▶ **RECORDS SHOWN**:
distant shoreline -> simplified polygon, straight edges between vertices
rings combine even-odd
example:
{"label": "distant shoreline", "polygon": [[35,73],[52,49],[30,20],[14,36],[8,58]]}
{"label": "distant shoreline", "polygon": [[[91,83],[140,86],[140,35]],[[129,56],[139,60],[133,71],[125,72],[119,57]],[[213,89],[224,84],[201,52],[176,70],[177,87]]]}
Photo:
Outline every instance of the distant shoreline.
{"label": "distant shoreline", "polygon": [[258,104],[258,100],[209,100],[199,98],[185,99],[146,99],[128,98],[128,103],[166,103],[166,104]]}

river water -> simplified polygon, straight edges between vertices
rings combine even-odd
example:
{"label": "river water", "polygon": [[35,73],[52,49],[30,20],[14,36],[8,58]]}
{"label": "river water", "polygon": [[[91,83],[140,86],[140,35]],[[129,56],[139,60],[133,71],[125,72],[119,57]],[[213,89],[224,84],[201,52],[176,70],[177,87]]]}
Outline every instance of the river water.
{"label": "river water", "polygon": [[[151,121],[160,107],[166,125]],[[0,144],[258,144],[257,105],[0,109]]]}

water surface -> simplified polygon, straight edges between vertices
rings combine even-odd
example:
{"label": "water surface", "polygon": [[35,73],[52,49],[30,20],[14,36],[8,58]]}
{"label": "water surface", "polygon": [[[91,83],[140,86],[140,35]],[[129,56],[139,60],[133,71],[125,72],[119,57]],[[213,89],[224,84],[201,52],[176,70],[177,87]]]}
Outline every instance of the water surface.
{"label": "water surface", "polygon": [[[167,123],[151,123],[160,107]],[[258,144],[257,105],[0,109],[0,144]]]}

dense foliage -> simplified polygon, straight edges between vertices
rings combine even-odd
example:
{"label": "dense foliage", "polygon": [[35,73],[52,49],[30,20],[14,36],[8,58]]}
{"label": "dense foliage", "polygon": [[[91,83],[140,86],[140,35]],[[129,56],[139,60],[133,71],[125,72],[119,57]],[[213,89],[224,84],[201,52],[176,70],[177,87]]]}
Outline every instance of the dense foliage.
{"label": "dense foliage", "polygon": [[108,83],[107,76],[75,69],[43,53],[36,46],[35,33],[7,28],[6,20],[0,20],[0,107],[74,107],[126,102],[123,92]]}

▶ **WORK REQUIRED**:
Put the stretch of entries from the line containing "dense foliage ->" through the end of the entries into a numbered list, leaving out any blank lines.

▶ **WRITTEN SOLUTION**:
1. dense foliage -> simplified polygon, straight edges between vertices
2. rings combine even-odd
3. example:
4. {"label": "dense foliage", "polygon": [[35,73],[52,49],[30,20],[14,36],[8,58]]}
5. {"label": "dense foliage", "polygon": [[[91,83],[140,86],[140,35]],[[129,56],[139,60],[133,71],[125,72],[119,57]],[[213,89],[224,84],[201,52],[176,70],[177,87]]]}
6. Outline every instance of the dense foliage.
7. {"label": "dense foliage", "polygon": [[108,83],[107,76],[75,69],[43,53],[36,46],[35,33],[7,28],[6,20],[0,20],[0,107],[74,107],[126,102],[123,92]]}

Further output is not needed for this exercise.